• _DETALHES DA TAREFA_: Copie o trecho da listagem que vai da linha com "the green wing" até a linha com "x=120, y=87", trocando "thickest part" por "widest part" e mantendo todo o resto igual.

Linhas de dados:
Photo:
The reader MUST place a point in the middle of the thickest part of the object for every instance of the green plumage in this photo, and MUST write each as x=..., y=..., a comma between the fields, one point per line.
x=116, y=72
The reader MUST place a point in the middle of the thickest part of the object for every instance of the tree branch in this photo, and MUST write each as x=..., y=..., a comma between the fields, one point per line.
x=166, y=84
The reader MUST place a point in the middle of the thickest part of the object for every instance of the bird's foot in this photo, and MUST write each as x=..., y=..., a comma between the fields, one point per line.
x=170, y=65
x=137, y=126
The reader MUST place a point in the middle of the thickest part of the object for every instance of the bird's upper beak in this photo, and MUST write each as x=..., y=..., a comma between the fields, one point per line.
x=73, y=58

* * *

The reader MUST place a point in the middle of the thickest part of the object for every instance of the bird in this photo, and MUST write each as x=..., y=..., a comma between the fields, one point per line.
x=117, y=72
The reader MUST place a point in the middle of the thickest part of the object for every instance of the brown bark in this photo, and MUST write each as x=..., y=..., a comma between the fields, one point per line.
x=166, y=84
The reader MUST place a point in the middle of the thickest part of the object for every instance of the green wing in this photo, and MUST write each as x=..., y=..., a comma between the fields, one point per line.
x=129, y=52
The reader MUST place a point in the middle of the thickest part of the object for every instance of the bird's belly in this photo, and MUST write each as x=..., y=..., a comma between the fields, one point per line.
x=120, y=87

--

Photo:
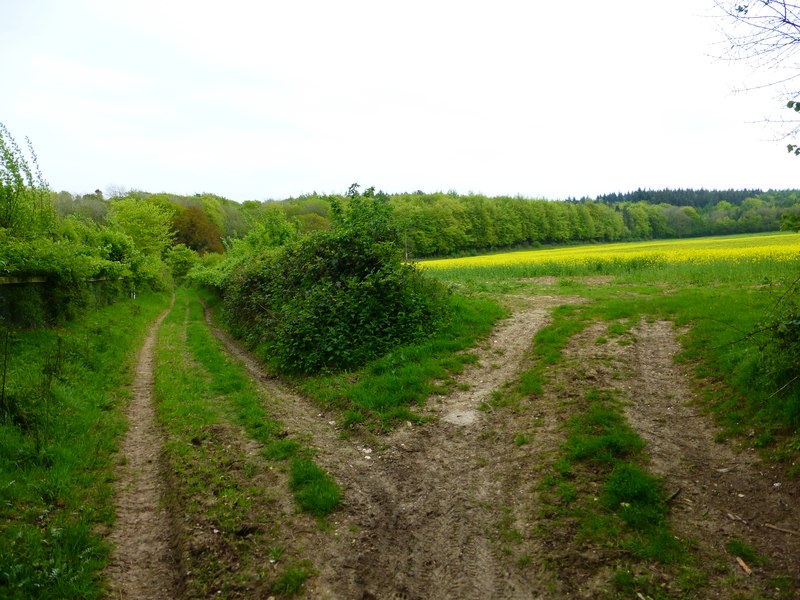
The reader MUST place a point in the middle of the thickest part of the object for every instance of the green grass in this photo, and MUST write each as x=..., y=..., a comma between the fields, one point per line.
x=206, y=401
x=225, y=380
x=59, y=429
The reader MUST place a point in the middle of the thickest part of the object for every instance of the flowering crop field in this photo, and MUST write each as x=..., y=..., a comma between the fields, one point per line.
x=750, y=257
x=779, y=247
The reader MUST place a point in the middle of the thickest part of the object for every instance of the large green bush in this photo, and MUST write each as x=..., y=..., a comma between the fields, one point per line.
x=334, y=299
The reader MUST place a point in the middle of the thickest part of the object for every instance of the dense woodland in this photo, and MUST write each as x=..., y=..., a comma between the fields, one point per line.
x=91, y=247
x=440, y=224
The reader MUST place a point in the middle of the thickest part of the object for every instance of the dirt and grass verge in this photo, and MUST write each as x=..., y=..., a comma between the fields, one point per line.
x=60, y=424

• _RESULTADO DA TAREFA_:
The reader MUST place a point in the middle of the widest part of the object for every instance of the green wing in this photo, and MUST write each as x=..., y=..., a comma between the fields, one point per line.
x=129, y=52
The reader MUST place a point in the middle of the widest part of the object for every instance of the bird's belly in this photo, and MUST write each as x=..., y=..., a comma between the fields, one point per line.
x=120, y=87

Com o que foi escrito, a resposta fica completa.